Ben and Jerry's just explained systemic racism in a mic-dropping statement.

This ice cream company is tired of racial injustice, so they’re no longer remaining silent.

Ben Cohen and Jerry Greenfield have never been the kind of guys who shy away from demanding social justice.

When they aren’t making delightfully tasty ice cream flavors, the creators of Ben & Jerry’s ice cream are out to to ensure that the world is a better place for everyone.

This week, they made it clear that “a better place for everyone” also includes people of color:


In a statement that encapsulates some of the best of humanity, the Ben & Jerry’s team broke down why black lives matter.

They explained the systemic inequality plaguing communities of color and the simple, yet somehow still misunderstood, concept that asking for equal rights in the eyes of the law doesn’t mean that other lives do not matter.

Photo by Ade Johnson/AFP/Getty Images.

“Black lives matter," the statement reads. "They matter because they are children, brothers, sisters, mothers, and fathers. They matter because the injustices they face steal from all of us — white people and people of color alike. They steal our very humanity.”  

The statement also explained the importance of standing together in “overcoming systemic racial injustice” by admitting there is, in fact, a problem:

“Whether Black, brown, white, or blue — our nation and our very way of life is dependent on the principle of all people being served equal justice under the law. And it’s clear, the effects of the criminal justice system are not color blind.”

######

#### REQUIRED WORK:
Resume the article on the Ben & Jerry's statement about systemic racism, picking up right after its last sentence. The rows play no part in this and can be left aside.

(Stored data entries)

######

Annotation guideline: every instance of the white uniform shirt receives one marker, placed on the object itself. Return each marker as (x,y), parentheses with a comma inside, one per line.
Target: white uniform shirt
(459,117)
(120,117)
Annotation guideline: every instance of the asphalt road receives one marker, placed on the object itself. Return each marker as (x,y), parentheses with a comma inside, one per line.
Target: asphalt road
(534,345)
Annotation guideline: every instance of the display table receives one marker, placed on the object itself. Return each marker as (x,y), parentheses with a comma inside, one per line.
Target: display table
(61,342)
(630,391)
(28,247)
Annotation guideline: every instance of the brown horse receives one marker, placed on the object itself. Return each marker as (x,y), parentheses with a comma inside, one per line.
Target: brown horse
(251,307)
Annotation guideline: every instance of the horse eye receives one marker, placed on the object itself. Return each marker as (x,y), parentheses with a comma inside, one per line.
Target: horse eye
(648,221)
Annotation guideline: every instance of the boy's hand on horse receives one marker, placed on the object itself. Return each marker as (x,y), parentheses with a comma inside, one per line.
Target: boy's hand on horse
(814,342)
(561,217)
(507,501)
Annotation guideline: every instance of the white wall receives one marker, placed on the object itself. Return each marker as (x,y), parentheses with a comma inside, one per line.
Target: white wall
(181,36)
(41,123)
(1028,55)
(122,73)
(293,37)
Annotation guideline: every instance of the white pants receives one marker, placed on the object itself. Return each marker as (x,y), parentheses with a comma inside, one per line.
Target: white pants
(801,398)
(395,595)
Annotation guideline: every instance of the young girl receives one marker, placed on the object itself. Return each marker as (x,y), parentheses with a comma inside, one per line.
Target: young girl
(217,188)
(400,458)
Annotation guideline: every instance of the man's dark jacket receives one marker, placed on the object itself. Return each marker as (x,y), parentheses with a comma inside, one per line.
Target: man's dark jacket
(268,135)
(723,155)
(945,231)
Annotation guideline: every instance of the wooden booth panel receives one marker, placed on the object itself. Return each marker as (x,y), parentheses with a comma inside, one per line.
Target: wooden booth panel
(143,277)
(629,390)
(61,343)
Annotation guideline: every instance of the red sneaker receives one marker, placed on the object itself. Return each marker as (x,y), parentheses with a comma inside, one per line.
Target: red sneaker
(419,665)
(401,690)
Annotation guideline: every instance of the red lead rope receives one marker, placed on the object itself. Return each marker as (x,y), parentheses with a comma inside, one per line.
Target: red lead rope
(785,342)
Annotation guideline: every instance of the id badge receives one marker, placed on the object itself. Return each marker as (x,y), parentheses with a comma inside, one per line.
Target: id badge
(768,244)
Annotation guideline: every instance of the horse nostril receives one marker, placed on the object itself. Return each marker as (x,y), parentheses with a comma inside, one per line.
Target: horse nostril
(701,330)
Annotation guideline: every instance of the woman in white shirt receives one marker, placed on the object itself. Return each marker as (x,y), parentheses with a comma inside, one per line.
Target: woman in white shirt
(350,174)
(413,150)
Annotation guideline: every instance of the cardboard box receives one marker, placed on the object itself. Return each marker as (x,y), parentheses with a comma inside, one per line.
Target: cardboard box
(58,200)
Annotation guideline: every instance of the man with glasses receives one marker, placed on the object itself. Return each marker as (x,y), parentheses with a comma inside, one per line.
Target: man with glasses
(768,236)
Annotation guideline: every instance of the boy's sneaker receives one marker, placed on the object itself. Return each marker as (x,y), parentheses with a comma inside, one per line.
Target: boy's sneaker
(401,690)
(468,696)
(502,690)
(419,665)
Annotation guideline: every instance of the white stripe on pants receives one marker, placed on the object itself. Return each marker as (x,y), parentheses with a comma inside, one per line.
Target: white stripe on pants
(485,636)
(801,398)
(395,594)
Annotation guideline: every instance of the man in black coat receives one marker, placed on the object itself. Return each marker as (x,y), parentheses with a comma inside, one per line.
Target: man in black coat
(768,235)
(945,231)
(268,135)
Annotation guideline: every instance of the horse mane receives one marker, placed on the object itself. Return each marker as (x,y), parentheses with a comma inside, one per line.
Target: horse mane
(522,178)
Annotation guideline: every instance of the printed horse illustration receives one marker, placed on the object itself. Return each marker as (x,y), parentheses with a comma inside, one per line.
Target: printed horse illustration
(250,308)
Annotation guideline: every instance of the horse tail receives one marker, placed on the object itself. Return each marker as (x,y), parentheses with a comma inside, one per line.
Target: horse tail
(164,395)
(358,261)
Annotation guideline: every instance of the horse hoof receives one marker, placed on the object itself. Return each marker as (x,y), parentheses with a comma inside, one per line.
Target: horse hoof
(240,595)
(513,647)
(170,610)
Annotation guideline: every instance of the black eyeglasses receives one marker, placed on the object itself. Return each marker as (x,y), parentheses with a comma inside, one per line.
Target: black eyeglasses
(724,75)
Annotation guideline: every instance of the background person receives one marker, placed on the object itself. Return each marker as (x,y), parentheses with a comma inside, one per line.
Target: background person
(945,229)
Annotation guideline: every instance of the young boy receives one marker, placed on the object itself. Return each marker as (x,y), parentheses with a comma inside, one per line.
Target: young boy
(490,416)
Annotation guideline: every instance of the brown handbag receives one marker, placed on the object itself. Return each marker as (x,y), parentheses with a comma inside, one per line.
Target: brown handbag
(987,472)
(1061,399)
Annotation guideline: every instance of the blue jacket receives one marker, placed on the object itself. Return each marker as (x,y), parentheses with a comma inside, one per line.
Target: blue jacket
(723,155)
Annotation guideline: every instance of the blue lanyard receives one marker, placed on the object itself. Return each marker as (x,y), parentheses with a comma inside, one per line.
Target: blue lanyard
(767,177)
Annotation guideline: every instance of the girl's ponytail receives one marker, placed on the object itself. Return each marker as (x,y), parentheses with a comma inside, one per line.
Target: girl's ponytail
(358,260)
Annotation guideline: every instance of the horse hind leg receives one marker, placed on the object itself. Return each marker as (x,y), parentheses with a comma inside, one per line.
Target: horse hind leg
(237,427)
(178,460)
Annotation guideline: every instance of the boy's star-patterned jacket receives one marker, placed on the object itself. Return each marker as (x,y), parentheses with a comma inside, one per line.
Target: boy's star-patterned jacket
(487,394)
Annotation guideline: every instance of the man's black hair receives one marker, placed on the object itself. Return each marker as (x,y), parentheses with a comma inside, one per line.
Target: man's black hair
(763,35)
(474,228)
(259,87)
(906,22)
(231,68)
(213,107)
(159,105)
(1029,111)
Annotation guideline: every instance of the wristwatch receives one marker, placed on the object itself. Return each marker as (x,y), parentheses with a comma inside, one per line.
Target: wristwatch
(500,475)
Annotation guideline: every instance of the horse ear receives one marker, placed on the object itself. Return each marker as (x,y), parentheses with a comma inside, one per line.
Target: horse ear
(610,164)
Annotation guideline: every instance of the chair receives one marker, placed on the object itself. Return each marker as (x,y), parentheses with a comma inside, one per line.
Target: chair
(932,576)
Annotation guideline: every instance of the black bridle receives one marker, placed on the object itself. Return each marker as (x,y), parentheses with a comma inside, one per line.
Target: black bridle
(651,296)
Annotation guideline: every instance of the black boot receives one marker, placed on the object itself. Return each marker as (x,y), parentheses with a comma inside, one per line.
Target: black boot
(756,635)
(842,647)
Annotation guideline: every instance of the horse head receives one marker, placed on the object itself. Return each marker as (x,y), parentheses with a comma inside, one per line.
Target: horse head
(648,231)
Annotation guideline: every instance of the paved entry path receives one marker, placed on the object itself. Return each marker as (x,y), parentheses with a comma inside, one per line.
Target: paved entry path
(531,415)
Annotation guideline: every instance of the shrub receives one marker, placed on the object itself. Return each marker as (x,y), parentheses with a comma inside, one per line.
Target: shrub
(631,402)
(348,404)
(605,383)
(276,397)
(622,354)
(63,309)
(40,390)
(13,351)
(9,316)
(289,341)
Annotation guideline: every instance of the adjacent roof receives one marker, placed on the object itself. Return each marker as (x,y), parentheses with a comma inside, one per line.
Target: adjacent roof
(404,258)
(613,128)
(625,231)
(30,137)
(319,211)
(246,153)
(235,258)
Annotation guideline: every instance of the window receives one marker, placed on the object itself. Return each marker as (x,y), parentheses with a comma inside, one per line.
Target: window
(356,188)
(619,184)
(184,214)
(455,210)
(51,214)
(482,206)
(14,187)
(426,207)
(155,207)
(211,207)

######

#### RESULT FOR THIS TASK:
Ben and Jerry’s outspoken support of Black Lives Matter is especially crucial right now.

When San Francisco 49ers quarterback Colin Kaepernick kneeled during the national anthem to protest systemic injustice — an act he has the constitutional right to do — he received death threats, was berated by “fans,” and was questioned about his dedication to his country.

According to the Guardian, the number of people killed by police in the U.S. this year had already surpassed 800, more than half of which have been people of color. Black women are continuously being harassed on social media by racists for merely existing as a black woman. And black actors and actresses continue to be paid less than their white counterparts.

As Ben and Jerry aptly point out: We have a very big problem.

But their commitment to social justice and political responsibility isn’t new.

The ice cream tycoons have long worked toward addressing systemic injustice with social consciousness.

In April 2016, the co-founders were arrested outside the U.S. capitol while taking part in a “Democracy Awakening” protest, a movement to "protect voting rights, get big money out of politics, and demand a fair hearing and an up or down vote on President Obama's Supreme Court nominee.”

Black Lives Matter protesters. Photo by Sean Rayford/Getty Images.

They’ve also made strides in ensuring that the farmers who help produce the ingredients in delightful flavors, like Cherry Garcia and Chunky Monkey, are treated fairly. And in January 2015, they committed to using fair-trade certified ingredients, such as sugar, coffee, and bananas.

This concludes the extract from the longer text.